— BEGIN Available data —

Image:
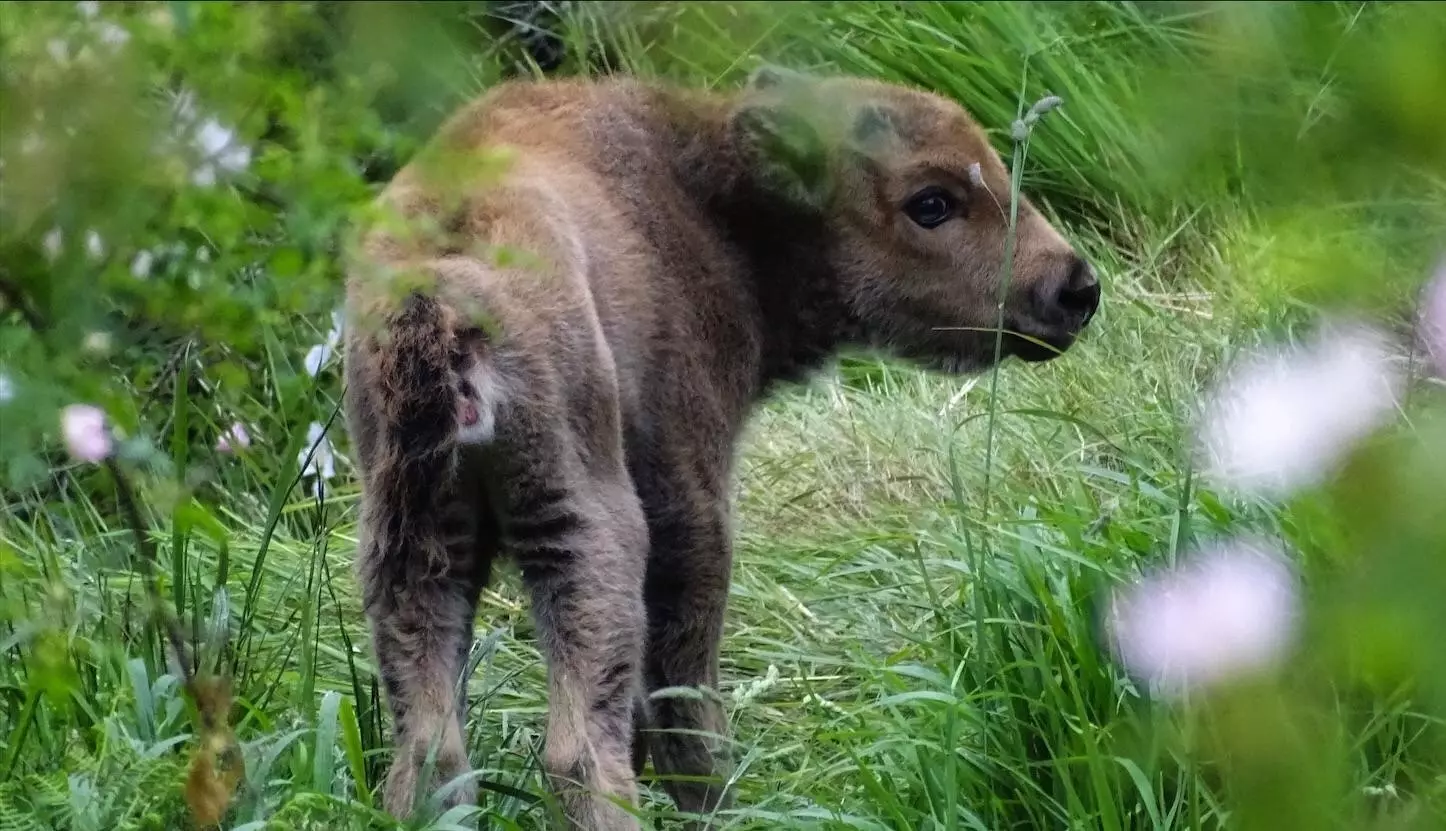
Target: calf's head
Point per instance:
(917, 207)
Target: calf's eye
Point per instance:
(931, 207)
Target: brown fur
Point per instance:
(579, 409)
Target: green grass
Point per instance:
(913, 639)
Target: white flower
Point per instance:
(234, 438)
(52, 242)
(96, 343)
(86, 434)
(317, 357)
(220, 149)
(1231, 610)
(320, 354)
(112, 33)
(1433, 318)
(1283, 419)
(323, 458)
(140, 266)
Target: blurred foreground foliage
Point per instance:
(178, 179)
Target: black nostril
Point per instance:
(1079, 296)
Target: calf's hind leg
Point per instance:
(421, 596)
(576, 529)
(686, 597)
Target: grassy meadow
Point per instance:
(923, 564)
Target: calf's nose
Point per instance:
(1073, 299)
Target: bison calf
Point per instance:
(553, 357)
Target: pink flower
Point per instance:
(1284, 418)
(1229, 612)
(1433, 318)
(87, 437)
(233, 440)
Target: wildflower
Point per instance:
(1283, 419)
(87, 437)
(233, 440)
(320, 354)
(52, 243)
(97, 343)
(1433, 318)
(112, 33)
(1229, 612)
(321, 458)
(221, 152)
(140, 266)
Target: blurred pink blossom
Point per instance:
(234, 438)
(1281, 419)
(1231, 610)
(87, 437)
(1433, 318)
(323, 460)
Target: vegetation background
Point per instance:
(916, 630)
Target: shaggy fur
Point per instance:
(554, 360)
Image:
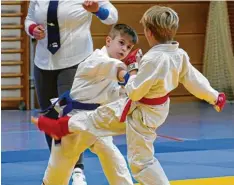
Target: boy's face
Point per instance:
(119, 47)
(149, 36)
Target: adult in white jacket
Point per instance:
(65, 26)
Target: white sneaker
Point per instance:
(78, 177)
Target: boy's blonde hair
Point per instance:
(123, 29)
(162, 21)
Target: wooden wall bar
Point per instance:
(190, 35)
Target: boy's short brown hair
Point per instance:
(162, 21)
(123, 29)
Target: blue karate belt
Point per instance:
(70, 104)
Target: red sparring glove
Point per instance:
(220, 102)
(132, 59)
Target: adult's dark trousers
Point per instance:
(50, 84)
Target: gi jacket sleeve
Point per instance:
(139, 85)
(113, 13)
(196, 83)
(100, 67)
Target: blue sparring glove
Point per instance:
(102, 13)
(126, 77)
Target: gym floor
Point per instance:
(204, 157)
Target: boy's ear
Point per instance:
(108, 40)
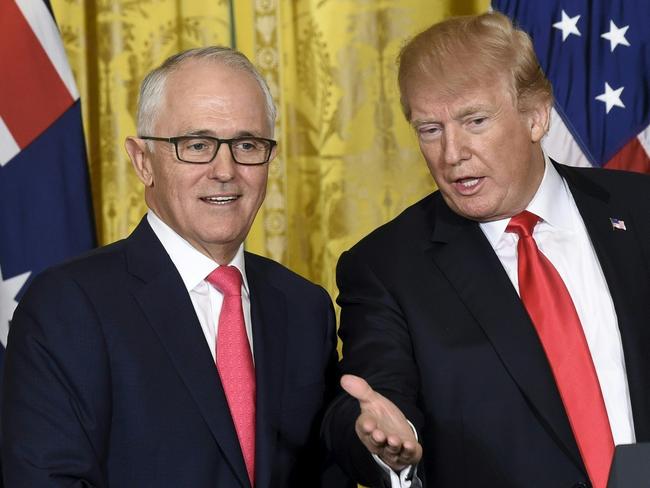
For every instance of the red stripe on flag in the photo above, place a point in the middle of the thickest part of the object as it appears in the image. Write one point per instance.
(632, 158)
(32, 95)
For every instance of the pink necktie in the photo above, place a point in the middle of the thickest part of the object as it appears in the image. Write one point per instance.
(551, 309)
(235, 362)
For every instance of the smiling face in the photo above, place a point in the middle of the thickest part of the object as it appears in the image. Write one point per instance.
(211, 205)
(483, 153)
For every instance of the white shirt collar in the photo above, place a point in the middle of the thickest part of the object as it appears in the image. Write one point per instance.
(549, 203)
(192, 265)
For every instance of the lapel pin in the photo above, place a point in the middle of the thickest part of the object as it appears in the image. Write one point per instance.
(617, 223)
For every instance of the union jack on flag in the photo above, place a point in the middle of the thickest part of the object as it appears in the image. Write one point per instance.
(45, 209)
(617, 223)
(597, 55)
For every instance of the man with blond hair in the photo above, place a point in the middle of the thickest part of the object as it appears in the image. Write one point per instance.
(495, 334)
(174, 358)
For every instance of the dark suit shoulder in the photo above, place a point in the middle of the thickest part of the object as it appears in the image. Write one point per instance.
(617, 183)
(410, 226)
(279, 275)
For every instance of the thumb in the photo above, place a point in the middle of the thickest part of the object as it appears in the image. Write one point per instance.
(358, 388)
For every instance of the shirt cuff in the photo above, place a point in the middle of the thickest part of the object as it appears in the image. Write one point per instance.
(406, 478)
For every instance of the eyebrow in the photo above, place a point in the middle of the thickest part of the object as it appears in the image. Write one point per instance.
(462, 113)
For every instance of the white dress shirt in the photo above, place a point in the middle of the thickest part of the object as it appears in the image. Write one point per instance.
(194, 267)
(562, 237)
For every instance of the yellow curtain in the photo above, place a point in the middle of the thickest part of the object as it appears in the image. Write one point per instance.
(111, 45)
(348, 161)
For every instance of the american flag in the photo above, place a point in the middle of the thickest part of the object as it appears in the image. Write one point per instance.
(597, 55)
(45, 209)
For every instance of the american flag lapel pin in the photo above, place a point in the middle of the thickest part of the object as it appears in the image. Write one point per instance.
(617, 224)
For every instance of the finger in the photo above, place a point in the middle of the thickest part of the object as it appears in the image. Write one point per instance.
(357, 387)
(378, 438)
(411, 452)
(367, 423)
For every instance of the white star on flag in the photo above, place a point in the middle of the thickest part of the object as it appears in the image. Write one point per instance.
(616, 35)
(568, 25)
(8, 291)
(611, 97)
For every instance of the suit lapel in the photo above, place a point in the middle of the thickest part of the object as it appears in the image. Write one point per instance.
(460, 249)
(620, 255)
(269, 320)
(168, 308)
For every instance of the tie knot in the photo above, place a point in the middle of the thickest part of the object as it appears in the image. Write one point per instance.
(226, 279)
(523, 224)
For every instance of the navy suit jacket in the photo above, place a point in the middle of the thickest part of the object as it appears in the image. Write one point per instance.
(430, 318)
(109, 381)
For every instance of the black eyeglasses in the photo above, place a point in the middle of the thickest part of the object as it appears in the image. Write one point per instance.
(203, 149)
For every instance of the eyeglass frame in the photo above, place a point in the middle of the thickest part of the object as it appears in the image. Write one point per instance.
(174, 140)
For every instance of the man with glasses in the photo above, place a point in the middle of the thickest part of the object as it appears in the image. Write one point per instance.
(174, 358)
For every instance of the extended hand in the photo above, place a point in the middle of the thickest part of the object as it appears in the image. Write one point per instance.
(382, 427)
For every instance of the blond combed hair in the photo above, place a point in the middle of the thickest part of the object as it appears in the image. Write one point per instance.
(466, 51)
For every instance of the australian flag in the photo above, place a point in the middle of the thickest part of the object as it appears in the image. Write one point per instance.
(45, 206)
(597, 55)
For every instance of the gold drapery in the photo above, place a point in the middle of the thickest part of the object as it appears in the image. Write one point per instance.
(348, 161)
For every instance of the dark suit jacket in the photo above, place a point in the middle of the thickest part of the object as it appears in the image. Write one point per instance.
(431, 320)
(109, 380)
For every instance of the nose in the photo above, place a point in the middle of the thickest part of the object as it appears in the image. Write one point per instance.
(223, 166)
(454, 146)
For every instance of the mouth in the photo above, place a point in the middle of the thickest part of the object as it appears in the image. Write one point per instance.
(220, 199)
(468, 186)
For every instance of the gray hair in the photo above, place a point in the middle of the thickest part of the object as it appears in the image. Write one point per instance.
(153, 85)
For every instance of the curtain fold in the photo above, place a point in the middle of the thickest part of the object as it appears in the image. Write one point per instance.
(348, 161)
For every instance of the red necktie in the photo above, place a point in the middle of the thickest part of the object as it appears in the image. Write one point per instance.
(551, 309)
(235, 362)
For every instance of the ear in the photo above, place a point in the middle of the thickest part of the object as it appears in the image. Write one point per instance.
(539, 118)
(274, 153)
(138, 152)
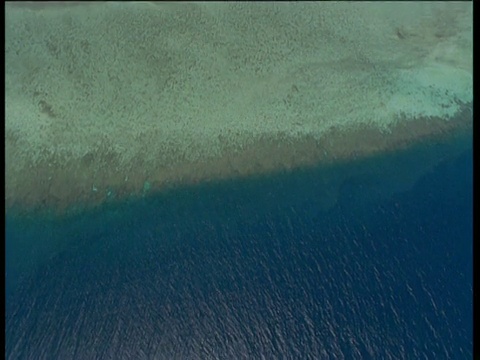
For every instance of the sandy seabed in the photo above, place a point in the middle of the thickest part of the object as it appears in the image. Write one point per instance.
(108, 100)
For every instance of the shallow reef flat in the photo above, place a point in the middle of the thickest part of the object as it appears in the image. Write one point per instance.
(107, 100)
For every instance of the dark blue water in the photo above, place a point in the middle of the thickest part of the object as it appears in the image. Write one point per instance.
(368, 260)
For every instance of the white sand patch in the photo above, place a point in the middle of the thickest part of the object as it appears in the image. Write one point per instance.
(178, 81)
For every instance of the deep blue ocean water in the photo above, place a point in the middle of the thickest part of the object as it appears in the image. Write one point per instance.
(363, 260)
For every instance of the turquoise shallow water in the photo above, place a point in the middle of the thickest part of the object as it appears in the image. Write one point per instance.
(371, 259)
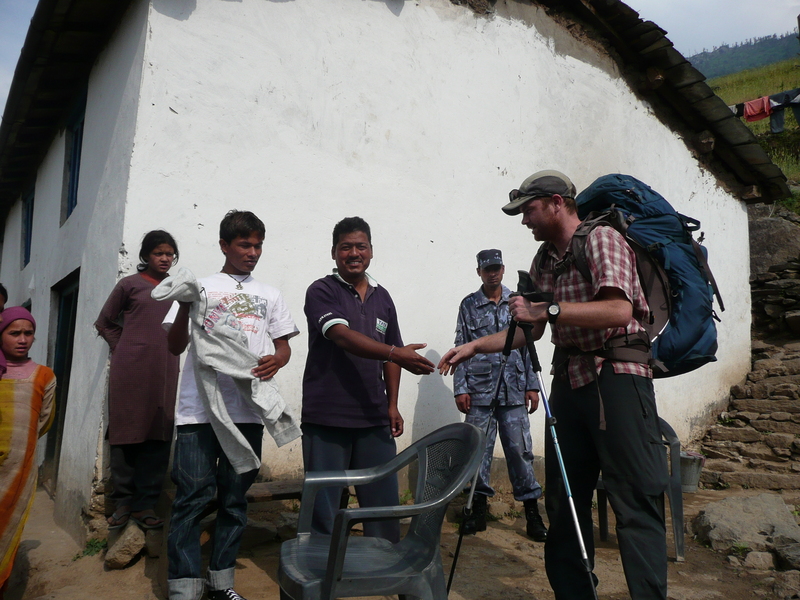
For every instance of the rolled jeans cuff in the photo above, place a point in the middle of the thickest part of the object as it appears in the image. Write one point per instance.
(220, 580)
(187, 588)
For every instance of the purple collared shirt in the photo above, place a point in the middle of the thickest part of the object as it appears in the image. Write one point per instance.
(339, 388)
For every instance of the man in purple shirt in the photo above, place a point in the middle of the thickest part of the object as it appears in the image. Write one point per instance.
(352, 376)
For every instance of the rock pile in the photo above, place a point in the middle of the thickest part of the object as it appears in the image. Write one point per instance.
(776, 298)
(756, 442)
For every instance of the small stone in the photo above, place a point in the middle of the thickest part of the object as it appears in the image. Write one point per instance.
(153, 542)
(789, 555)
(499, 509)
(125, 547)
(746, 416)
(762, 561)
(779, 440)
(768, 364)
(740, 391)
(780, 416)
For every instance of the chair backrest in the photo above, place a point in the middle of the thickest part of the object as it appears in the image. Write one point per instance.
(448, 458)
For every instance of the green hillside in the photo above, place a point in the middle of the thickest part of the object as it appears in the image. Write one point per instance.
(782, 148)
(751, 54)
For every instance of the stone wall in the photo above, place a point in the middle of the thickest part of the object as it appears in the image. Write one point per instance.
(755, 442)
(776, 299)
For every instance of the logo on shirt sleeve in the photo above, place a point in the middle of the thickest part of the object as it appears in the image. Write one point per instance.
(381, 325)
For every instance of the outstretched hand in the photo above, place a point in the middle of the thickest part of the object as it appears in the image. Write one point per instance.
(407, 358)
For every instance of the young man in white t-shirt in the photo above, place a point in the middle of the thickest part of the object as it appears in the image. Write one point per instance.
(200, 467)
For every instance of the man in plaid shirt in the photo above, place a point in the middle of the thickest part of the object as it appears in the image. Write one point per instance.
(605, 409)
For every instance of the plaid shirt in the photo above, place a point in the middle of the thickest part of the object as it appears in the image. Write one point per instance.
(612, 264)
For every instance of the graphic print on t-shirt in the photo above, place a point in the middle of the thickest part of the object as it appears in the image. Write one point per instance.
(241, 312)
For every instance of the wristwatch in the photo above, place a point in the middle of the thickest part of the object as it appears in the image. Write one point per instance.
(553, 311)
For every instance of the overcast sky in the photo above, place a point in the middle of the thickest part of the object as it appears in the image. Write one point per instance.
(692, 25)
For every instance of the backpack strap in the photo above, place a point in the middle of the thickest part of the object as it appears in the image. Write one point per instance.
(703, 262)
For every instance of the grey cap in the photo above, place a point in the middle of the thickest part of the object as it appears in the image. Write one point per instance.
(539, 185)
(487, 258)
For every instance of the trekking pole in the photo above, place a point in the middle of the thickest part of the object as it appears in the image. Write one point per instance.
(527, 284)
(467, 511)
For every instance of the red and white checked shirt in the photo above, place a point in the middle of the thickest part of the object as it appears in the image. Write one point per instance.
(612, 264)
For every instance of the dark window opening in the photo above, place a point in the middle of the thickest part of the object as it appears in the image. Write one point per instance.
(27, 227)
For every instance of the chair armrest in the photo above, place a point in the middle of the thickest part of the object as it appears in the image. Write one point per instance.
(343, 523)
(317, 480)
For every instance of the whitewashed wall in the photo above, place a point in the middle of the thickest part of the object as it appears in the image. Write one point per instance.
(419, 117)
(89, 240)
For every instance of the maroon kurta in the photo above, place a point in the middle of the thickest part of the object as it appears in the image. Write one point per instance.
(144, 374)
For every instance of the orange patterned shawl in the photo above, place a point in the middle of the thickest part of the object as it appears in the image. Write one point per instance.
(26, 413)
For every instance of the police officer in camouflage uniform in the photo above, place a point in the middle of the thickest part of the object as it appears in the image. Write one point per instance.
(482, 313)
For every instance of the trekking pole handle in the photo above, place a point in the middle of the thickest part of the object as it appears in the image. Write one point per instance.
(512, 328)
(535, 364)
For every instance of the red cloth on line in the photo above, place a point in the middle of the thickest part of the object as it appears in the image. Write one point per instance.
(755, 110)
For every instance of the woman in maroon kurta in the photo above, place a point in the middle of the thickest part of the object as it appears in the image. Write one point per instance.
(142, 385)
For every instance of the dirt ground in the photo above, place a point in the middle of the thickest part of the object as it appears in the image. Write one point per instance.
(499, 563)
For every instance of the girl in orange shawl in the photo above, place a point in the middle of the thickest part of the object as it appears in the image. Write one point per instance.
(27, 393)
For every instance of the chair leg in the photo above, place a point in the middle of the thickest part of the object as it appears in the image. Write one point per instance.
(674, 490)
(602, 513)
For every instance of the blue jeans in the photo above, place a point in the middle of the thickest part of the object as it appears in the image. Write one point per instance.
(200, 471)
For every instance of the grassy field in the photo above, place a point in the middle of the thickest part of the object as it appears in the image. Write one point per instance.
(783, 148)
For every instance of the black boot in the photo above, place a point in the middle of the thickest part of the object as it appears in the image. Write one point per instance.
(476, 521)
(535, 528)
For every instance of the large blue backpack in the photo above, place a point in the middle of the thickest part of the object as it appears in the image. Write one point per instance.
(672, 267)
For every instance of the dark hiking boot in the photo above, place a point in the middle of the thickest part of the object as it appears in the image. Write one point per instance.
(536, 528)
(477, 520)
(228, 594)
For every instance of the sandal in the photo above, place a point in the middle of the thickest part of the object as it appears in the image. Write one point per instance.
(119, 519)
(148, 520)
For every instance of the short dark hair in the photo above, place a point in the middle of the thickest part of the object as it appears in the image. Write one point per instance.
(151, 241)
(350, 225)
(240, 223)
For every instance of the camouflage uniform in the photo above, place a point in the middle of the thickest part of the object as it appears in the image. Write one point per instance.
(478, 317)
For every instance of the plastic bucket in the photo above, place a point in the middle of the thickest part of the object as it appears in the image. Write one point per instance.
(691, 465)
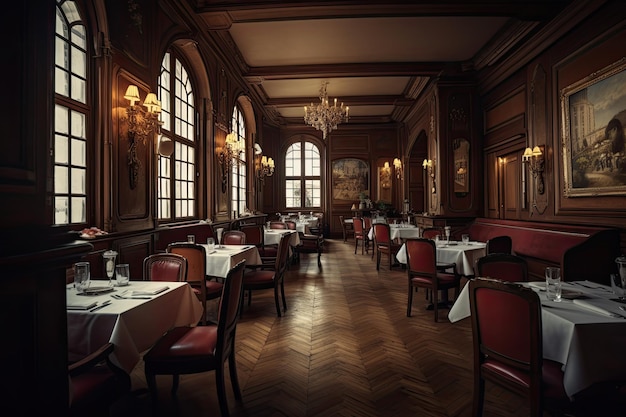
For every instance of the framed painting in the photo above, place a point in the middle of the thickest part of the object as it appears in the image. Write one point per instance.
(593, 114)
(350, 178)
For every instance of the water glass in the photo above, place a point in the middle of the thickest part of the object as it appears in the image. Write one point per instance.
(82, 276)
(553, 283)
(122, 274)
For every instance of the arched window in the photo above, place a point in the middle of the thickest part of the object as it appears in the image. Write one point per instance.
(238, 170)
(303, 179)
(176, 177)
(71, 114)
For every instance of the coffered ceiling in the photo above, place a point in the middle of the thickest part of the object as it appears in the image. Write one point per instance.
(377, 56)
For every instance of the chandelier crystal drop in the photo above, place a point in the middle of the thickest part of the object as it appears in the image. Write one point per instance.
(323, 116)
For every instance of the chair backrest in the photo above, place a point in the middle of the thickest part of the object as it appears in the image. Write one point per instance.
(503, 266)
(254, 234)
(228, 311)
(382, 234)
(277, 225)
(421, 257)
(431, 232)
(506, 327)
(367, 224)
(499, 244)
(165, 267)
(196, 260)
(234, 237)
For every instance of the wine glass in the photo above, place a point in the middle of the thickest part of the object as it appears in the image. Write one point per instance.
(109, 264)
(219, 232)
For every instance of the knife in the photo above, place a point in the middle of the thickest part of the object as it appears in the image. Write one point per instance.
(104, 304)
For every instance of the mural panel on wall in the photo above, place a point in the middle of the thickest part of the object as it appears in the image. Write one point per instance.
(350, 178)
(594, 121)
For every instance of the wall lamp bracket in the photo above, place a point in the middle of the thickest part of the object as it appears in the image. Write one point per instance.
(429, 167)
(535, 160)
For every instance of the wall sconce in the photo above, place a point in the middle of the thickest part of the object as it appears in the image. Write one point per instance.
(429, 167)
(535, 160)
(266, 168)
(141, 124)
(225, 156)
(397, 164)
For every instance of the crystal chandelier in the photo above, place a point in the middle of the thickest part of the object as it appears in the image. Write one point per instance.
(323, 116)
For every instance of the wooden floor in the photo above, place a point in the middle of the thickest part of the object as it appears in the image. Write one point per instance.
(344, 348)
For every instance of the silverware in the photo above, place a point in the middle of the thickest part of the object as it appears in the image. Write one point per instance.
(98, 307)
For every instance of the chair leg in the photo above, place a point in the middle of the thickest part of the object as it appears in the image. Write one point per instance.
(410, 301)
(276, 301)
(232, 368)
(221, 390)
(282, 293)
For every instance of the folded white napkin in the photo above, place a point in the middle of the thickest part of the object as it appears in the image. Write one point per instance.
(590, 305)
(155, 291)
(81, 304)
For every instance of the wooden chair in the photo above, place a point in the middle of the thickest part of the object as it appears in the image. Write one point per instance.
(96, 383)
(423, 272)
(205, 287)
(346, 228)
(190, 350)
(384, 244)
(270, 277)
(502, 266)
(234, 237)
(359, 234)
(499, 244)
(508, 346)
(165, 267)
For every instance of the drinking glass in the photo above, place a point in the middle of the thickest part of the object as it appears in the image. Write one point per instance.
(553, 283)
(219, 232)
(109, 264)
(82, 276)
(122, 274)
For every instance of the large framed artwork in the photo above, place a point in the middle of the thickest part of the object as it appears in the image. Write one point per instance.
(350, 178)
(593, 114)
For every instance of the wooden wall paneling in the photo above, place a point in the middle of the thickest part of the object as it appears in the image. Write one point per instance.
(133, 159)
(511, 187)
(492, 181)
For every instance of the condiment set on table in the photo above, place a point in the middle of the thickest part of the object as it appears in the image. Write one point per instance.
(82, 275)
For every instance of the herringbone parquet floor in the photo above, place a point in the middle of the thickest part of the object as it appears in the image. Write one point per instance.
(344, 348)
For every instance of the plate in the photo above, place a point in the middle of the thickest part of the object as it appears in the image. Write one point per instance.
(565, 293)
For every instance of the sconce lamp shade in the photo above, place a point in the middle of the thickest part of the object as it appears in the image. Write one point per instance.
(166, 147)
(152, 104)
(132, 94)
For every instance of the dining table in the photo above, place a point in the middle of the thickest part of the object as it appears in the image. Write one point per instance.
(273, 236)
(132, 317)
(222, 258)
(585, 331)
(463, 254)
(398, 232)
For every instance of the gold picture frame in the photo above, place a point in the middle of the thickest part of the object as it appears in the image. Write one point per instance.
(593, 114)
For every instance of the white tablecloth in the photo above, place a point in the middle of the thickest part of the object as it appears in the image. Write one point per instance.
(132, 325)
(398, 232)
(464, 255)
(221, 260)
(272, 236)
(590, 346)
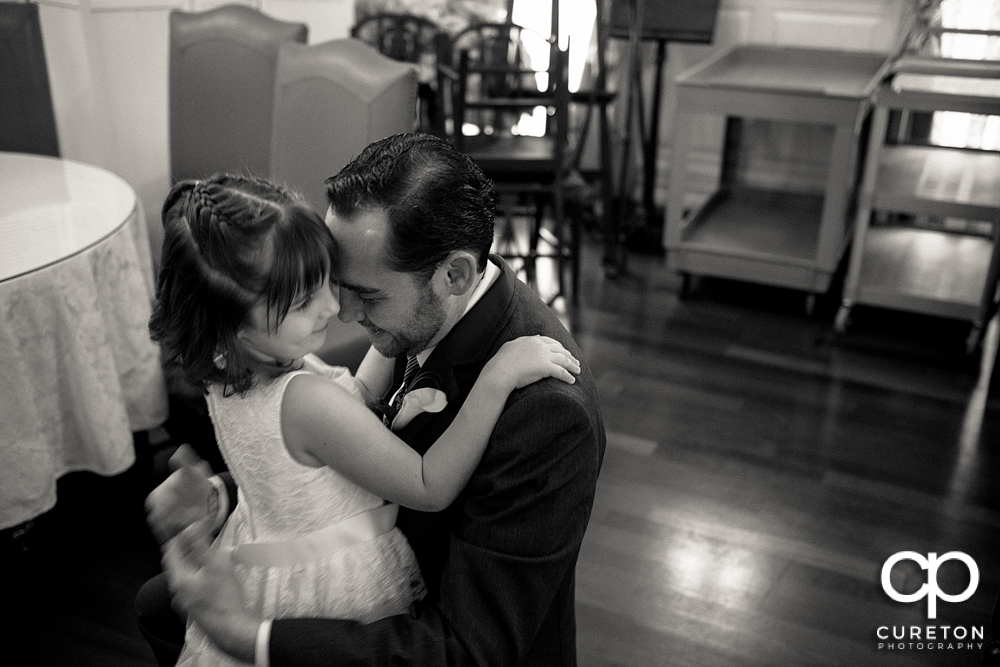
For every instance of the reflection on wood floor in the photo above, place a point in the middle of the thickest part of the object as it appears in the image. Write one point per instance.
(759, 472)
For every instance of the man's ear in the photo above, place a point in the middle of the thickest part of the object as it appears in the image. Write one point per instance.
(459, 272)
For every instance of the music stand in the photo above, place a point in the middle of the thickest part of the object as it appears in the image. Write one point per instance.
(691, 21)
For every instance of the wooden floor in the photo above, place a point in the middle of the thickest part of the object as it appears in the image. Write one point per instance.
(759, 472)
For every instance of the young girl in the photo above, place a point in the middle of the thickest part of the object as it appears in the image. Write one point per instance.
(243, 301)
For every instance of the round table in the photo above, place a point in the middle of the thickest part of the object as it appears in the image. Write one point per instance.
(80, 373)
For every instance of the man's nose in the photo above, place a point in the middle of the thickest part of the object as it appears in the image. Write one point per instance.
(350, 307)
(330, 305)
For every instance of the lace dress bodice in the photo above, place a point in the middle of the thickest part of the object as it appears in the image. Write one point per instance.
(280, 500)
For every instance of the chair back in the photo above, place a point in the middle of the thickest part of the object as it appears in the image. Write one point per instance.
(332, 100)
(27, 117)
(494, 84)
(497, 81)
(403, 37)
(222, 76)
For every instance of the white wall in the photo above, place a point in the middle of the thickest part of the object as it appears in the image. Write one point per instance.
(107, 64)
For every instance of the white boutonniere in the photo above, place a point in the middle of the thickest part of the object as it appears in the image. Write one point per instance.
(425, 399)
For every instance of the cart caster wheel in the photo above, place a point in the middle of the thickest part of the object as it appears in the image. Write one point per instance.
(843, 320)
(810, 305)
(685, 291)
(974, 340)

— END Available data —

- What the exercise asks:
Copy everything from the line containing "For every instance of the round" down to the end of the records, replacing "thickest part" with "widest part" and keeping everything else the same.

- Response to this task:
For every instance of the round table in the photo above, place a point in the middle of the widest part of the object as it appears in the image. Write one point per instance.
(80, 373)
For every instance of the man's nose in the photo above, place a point in the middle of the widest part of the object as it appears in the image. Write one point per instance.
(350, 307)
(330, 305)
For every instance of the lace dress bodice in the photo above, place a point in the middle of the widest part of the object as it appears in the image. Write one point per instance.
(280, 500)
For every instance of the chair back in the photo above, place a point in the middle of the widest part of the object as it appears in the image. Write one point per instance.
(332, 100)
(27, 117)
(494, 84)
(497, 81)
(403, 37)
(222, 76)
For every instance of the white wall in the photo above, place a point in the middle of the widest part of the object as it appears in the image. Write one point per instance.
(107, 64)
For every instance of the white boutonniere in the photo above, place a point in the middle of the widest part of the object as it appears in the image. Write one point per instance.
(425, 399)
For every instance of the cart caster wheel in the photo above, place a point in the middle of the widest part of the object as it appears in the image. Write one point per instance.
(843, 320)
(810, 305)
(685, 291)
(974, 340)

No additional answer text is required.